Lettera dal monastero delle suore trappiste italiane a Azeir (confine settentrionale fra la Siria e il Libano). «Il cordoglio non basta, la nostra gente muore di fame»
Adesso veramente basta…
Basta parole a vuoto, ADESSO è il momento di togliere le sanzioni alla Siria..
Ci uniamo all’appello di P. Bahjat parroco di Aleppo, di tanti altri, ripetiamo le parole che spesso anche noi abbiamo pronunciato e scritto senza che nulla cambiasse: ORA SI DEVONO TOGLIERE LE SANZIONI ALLA SIRIA! ADESSO! SUBITO!
Le parole di conforto di tanti di voi che oggi sono vicini alla nostra gente, i gesti di aiuto con cui vi fate presenti, fanno bene al cuore. Riscaldano, nel freddo che domina in mezzo alle macerie. E la gente è grata del vostro aiuto. Grazie, grazie veramente.

ESTRATTI DEI DATI:
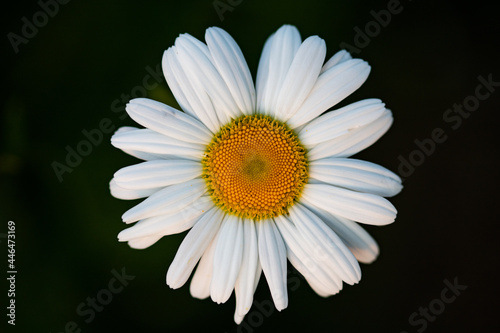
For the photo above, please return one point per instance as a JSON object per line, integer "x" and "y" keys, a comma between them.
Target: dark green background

---

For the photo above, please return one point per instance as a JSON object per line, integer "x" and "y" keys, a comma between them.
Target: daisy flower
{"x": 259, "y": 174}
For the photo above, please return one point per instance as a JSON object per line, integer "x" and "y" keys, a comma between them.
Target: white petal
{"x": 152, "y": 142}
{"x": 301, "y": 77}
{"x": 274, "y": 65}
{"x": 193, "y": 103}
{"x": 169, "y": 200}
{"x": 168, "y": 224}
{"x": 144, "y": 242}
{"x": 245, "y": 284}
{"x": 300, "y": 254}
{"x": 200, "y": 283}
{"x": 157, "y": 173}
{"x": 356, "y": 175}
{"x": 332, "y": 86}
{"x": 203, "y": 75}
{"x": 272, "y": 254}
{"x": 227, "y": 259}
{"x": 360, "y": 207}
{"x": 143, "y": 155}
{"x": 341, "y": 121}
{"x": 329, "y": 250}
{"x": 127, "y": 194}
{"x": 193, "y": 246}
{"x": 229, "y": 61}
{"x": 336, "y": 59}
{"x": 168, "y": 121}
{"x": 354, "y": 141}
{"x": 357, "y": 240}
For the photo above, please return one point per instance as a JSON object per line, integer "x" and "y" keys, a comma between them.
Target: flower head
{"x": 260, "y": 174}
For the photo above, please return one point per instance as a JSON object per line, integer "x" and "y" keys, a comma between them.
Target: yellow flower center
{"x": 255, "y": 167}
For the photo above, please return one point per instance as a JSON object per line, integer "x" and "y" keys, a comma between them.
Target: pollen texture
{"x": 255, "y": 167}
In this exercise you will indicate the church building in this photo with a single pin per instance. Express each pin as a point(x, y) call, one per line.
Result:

ESERCIZI DA SVOLGERE:
[A] Riporta dalla lettera delle suore trappiste tutto il testo che va da "Le parole di" giù fino a "Grazie, grazie veramente.".
[B] Riscrivi in forma più breve il paragrafo della lettera delle suore trappiste che comincia con "Le parole di conforto", senza perdere i fatti principali.

RISPOSTE AGLI ESERCIZI:
[A]
Le parole di conforto di tanti di voi che oggi sono vicini alla nostra gente, i gesti di aiuto con cui vi fate presenti, fanno bene al cuore. Riscaldano, nel freddo che domina in mezzo alle macerie. E la gente è grata del vostro aiuto. Grazie, grazie veramente.

[B] Le parole di conforto e i gesti di aiuto di tanti fanno bene al cuore e scaldano nel freddo tra le macerie. La gente è grata per l'aiuto: grazie davvero.